#### [提供抜粋]
########

健診の腹部エコー検査などで膵臓に嚢胞(のうほう)が見つかった場合にどうしたらいいでしょうか。
一般に嚢胞とは内部に水成分などを含んだ袋状のものを言います。肝臓や腎臓にも嚢胞ができますが、膵臓にできる嚢胞はがんになる可能性があるものも含まれるので注意が必要です。膵嚢胞は急性膵炎の治療後や外傷、術後にできる非腫瘍性嚢胞と、膵管内乳頭粘液性腫瘍(IPMN)や粘液性嚢胞性腫瘍(MCN)、漿液性嚢胞性腫瘍(SCN)などの腫瘍性嚢胞の2つに分類されられます。今回は腫瘍性嚢胞の中で最も多く、がんになる可能性もあるIPMNについて説明したいと思います。
IPMNは60歳以上の1000人に1人程度に見つかるとされ、決してまれな病気ではありません。膵臓の中には膵管という膵液の通り道があり、木の幹に相当する「主膵管」から発生する主膵管型IPMNと、木の枝に相当する「分枝膵管」から発生する分枝膵管型IPMNに分けられます。主膵管型IPMNはがんになる可能性が高いため、基本的には手術の対象となります。一方で分枝膵管型IPMNががんになる可能性は約2-3%と低いため、多くの場合で定期的に経過観察を行います。
膵嚢胞がみつかった場合は、簡単にできる腹部エコー検査の他に、CT検査やMRI検査、超音波内視鏡検査(EUS)などの画像検査を行い、主膵管型IPMNと分枝膵管型IPMNのどちらかに該当するかを判定します。分枝膵管型IPMNのうち、嚢胞の壁に5mm以上の結節があったり、1cm以上の主膵管拡張がある場合などは、がん化する可能性が高いと言われており、これらの所見がないかも一緒に判断していきます。多くの分枝膵管型IPMNはがん化の可能性は低いと判断されますので、その場合は嚢胞の大きさに応じて、定期的に画像検査行っていきます。患者さんの年齢や症状、合併疾患などによっても検査内容や間隔は変わってきますので、主治医と相談の上、計画的に検査を行っていくことが重要です。

########

#### [データ一覧]

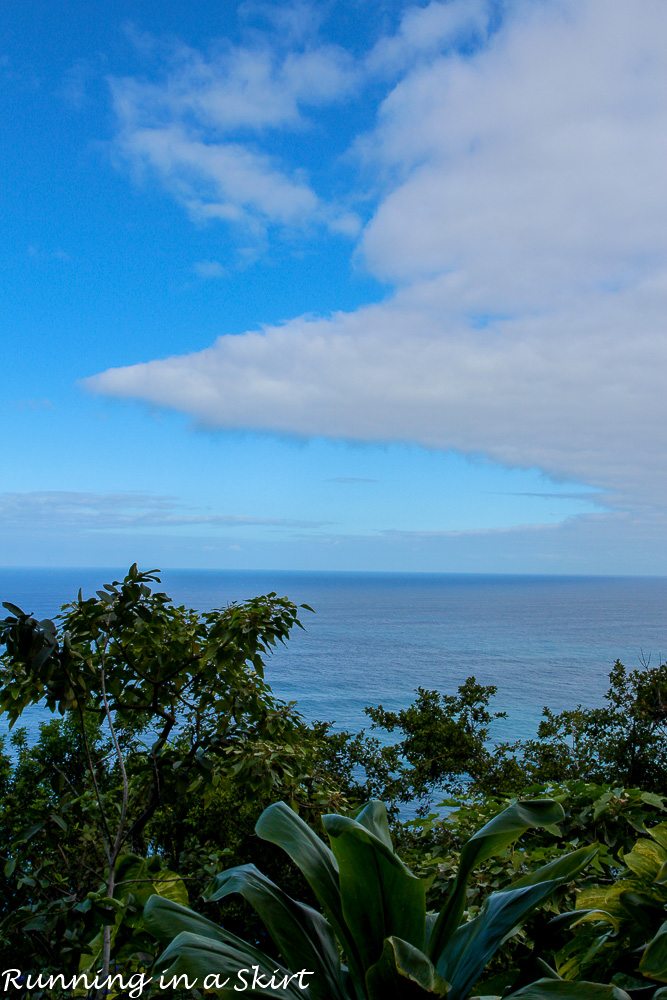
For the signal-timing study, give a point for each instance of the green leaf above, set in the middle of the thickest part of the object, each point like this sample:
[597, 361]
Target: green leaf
[492, 839]
[544, 989]
[166, 919]
[380, 896]
[654, 960]
[199, 957]
[280, 825]
[465, 956]
[301, 934]
[403, 972]
[373, 817]
[645, 859]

########

膵嚢胞に関する抜粋に基づき、次の問いに答えよ。
(a) IPMNは60歳以上でどの程度の頻度で見つかるとされているか。
(b) 分枝膵管型IPMNががんになる可能性は約何%とされているか。
(c) がん化の可能性が高いとされる、嚢胞の壁の結節の大きさはいくつ以上か。
エントリは抜粋とは別個の資料です。

#### [解答]
(a) 1000人に1人程度
(b) 約2-3%
(c) 5mm以上